__WHAT THE TASK ASKS__
Reproduce the material word for word, starting at the line that contains "Keypoint placement rule: for each instance of the round" and continuing through the end of the material, with both the starting line and the final line included.

__INFORMATION SUPPLIED__
..........

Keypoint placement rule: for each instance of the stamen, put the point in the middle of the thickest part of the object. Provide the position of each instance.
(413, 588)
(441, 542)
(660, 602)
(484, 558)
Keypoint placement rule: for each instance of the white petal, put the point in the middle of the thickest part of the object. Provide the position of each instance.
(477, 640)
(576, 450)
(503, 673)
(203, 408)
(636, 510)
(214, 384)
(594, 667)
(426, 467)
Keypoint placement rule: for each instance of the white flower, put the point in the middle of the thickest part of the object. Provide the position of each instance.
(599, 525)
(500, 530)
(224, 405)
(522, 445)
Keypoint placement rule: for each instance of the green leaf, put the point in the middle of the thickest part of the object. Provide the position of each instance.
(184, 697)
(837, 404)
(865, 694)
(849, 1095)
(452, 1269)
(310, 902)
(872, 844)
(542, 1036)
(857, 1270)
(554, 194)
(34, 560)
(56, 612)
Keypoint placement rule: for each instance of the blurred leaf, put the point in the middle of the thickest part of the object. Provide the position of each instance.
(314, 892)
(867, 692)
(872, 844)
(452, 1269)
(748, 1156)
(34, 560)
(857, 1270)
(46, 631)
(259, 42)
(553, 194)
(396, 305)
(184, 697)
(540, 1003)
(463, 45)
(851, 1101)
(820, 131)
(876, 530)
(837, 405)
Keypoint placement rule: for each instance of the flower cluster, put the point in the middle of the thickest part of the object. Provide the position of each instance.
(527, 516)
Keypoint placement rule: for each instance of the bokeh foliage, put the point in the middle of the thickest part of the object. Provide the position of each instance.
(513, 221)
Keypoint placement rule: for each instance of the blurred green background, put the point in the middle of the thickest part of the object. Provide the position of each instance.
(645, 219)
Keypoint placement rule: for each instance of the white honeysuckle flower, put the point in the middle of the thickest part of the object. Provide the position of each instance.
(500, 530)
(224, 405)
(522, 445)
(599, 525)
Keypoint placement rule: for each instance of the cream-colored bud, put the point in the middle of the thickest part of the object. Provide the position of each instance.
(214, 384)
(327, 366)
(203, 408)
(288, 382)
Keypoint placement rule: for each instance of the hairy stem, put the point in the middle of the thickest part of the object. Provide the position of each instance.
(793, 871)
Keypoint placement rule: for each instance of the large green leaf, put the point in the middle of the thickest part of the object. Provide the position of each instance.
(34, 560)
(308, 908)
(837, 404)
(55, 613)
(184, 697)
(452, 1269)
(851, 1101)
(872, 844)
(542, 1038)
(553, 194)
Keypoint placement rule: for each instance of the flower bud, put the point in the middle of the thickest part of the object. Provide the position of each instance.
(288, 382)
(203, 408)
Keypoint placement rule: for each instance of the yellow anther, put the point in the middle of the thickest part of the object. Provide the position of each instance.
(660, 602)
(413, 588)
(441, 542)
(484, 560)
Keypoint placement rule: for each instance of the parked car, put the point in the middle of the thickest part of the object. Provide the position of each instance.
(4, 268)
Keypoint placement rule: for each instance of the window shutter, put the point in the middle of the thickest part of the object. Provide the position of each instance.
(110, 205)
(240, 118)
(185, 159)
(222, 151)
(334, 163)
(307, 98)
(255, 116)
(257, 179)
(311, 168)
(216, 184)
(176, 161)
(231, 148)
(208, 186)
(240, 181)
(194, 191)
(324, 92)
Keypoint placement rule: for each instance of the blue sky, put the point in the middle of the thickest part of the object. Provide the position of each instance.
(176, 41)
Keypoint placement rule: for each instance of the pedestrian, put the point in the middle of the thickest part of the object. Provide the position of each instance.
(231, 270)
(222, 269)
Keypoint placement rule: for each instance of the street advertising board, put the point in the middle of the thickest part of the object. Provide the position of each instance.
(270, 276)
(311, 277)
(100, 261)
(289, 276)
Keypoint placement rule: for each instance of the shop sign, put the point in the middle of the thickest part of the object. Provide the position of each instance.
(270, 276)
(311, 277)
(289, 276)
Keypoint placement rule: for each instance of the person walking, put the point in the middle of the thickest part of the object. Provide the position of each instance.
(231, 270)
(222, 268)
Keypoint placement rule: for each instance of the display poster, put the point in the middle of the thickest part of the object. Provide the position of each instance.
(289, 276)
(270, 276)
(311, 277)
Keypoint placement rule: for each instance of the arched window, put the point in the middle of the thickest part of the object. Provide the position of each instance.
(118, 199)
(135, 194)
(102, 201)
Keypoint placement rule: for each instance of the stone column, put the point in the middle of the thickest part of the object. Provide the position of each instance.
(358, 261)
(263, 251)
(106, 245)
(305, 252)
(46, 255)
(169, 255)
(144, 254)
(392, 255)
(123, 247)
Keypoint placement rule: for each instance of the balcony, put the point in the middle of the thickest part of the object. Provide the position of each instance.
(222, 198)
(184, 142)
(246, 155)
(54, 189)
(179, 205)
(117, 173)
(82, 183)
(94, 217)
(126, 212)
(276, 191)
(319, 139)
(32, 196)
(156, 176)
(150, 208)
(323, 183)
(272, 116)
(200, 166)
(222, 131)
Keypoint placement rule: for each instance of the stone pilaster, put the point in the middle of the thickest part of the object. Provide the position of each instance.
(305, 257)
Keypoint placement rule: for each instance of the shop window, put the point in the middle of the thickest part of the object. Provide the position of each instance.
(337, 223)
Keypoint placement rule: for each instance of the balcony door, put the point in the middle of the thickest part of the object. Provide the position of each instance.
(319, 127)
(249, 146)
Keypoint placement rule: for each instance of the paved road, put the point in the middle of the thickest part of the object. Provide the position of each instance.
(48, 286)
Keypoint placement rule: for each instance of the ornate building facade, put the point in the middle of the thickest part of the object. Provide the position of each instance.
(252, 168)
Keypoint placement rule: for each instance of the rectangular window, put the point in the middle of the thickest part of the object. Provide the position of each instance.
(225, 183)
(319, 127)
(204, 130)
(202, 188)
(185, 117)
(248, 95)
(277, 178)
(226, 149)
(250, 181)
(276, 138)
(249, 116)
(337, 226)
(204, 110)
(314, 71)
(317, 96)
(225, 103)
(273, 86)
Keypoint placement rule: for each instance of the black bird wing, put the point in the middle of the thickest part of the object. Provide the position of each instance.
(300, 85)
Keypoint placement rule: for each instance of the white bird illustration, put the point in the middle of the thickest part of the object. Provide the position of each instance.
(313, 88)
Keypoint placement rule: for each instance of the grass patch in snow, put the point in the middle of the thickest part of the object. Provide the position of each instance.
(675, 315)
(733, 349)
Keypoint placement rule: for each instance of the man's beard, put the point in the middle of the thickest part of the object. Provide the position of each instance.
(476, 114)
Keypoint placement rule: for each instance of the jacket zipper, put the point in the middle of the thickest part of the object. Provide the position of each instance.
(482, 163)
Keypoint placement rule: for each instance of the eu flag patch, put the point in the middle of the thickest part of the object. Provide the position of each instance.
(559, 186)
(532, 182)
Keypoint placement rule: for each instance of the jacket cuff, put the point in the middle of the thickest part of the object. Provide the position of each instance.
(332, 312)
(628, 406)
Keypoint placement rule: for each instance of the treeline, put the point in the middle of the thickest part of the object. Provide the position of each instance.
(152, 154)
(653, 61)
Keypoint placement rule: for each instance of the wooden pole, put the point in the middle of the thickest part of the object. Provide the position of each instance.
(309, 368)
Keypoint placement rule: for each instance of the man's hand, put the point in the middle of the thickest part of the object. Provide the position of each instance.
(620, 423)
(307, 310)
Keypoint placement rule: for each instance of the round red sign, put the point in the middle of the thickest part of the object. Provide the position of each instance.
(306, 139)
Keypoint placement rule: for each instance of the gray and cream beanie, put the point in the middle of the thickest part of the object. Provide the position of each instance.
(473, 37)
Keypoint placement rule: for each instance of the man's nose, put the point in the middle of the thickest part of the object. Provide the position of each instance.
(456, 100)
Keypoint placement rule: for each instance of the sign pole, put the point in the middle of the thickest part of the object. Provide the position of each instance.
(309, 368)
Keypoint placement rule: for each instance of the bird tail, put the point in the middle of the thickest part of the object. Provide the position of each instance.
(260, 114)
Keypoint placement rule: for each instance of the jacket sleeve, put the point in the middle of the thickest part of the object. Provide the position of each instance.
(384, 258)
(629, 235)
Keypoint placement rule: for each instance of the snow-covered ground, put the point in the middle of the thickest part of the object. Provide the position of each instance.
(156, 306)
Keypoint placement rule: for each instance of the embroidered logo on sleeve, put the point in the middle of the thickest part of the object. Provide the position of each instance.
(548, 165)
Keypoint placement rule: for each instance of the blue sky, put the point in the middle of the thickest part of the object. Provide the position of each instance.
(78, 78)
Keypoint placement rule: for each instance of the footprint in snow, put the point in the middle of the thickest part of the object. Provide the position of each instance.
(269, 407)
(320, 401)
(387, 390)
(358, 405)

..........

__EXERCISE OUTPUT__
Keypoint placement rule: for each instance of the round red sign, put the point in the middle of the thickest part of the object. Provide the position of each instance.
(306, 139)
Keypoint placement rule: for each instance of the gray and cream beanie, put the point in the middle of the thickest part of the object. Provide the position of each instance.
(473, 37)
Keypoint placement rule: for each instance of the man's nose, put the point in the middle of the thickest part of the object. Provide the position of each instance.
(456, 100)
Keypoint placement rule: for each instance of the sign pole, put the point in the middle of the thickest part of the object. Provide the position of each instance.
(309, 368)
Keypoint placement rule: for each instance of the bird tail, put the point in the middle of the thickest part of the object. Provide the position of each instance.
(260, 114)
Keypoint placement rule: for each instance of the jacket sleeve, put the point in the middle of the thickest part of the object. Provide the position of each instance.
(384, 258)
(629, 235)
Keypoint placement rule: for each instance of the snow-covered ground, put the point in the middle of the thickest part of the object. Provide the position of each instance.
(156, 306)
Keypoint placement rule: for each instance of the embroidered logo on sleeve, put the point in the middle of the thickest part of the object. Provide the position of each instance.
(548, 165)
Keypoint placement rule: for each instance of the blue sky, put the point in the middle of the thickest part of the object. Provide the position of each instance.
(78, 78)
Keypoint placement rule: for each instance of the footprint in snow, put the point in the middle of the thickest part of the object. Provide the position of each instance.
(269, 407)
(320, 401)
(387, 390)
(358, 405)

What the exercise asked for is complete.